START Available records

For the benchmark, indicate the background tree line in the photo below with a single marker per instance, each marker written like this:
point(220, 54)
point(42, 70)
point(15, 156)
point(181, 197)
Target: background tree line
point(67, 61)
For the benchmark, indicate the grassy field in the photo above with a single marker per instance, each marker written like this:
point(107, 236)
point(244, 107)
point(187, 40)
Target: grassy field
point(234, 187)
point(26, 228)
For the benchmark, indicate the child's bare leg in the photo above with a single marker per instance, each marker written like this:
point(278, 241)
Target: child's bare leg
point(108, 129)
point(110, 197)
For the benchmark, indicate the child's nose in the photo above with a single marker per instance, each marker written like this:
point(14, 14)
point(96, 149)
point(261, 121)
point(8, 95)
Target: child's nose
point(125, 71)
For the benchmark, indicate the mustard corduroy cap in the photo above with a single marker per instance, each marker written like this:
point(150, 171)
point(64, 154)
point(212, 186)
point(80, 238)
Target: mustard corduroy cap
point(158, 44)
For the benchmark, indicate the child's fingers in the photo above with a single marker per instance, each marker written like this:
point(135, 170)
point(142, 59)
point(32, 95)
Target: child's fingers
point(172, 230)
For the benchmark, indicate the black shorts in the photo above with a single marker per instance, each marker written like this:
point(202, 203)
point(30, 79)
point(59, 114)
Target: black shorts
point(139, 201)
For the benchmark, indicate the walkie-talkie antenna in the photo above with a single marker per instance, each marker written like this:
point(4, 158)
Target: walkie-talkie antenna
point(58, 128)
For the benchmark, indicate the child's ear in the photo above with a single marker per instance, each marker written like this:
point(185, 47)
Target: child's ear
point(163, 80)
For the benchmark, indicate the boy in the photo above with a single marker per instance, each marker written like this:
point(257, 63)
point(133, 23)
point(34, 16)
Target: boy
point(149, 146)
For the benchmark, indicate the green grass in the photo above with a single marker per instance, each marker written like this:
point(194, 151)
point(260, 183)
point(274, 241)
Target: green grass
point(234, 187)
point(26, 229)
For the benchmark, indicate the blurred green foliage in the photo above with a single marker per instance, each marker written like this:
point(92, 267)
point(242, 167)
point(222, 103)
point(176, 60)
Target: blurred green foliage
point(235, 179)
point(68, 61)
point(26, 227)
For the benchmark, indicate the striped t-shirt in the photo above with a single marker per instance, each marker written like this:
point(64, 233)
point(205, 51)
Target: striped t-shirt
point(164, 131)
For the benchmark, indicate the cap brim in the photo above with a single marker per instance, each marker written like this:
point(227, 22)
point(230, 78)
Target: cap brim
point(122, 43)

END Available records

Task requirements: Convert every line of the records above into a numbered list, omitting any blank lines.

Solution to the exercise:
1. For the benchmark, indicate the background tree line in the photo below with a single marker per instance, each marker written like this:
2. point(220, 54)
3. point(42, 70)
4. point(15, 156)
5. point(181, 197)
6. Target: background tree line
7. point(67, 61)
8. For the benchmark, indicate the grassy field in the photo above with a single marker per instance, each marker written like this:
9. point(107, 236)
10. point(244, 107)
11. point(187, 40)
12. Target: grassy field
13. point(234, 187)
14. point(26, 228)
15. For the benchmark, indicate the child's bare leg in the photo above with a single marker per instance, each marker written like this:
16. point(278, 241)
17. Target: child's bare leg
18. point(108, 129)
19. point(110, 197)
20. For the benchmark, indicate the child's nose in the photo above with a single marker per instance, each marker written like this:
21. point(14, 14)
22. point(96, 149)
23. point(261, 121)
24. point(8, 95)
25. Target: child's nose
26. point(125, 71)
27. For the benchmark, indicate the mustard corduroy cap in the photo above with a single marker per instance, each marker written like this:
28. point(150, 171)
29. point(64, 154)
30. point(212, 186)
31. point(80, 238)
32. Target: mustard corduroy cap
33. point(158, 44)
34. For the benchmark, indicate the child's fingers in the photo above with a single marker per instance, each marker written like this:
35. point(135, 170)
36. point(142, 59)
37. point(32, 95)
38. Target: child's fingers
39. point(172, 230)
40. For the benchmark, indicate the black shorts in the photo above with a single marker per instance, each marker written like this:
41. point(202, 203)
42. point(30, 79)
43. point(59, 114)
44. Target: black shorts
45. point(139, 201)
46. For the benchmark, indicate the walkie-talkie antenna in the photo above with a single marker per instance, each marker written like this:
47. point(4, 158)
48. Target: walkie-talkie antenna
49. point(58, 128)
50. For the benchmark, indicate the child's ear in the photo above with a single marker per instance, each marker written like this:
51. point(185, 47)
52. Target: child's ear
53. point(163, 80)
54. For the benchmark, indicate the boy in the photo above with a single marker per instance, each marker written like this:
55. point(257, 63)
56. point(133, 23)
57. point(34, 16)
58. Target: boy
59. point(149, 146)
60. For the benchmark, indicate the green grass in the photo above with a single marker per instance, each marker written like this:
61. point(194, 151)
62. point(260, 183)
63. point(274, 241)
64. Target: green grass
65. point(234, 187)
66. point(26, 229)
67. For the benchmark, indicate the blurred green foliage in the photo above with a single marker per instance, each marker written like this:
68. point(92, 267)
69. point(242, 167)
70. point(222, 103)
71. point(176, 60)
72. Target: blurred green foliage
73. point(235, 179)
74. point(68, 61)
75. point(26, 227)
76. For the benchmark, indicate the striped t-shirt in the photo above with a single marker per instance, each marker written like this:
77. point(64, 233)
78. point(205, 51)
79. Target: striped t-shirt
80. point(164, 131)
81. For the benchmark, indicate the cap brim in the photo above with a single marker per instance, each marker written like this:
82. point(227, 22)
83. point(230, 78)
84. Target: cap brim
85. point(122, 43)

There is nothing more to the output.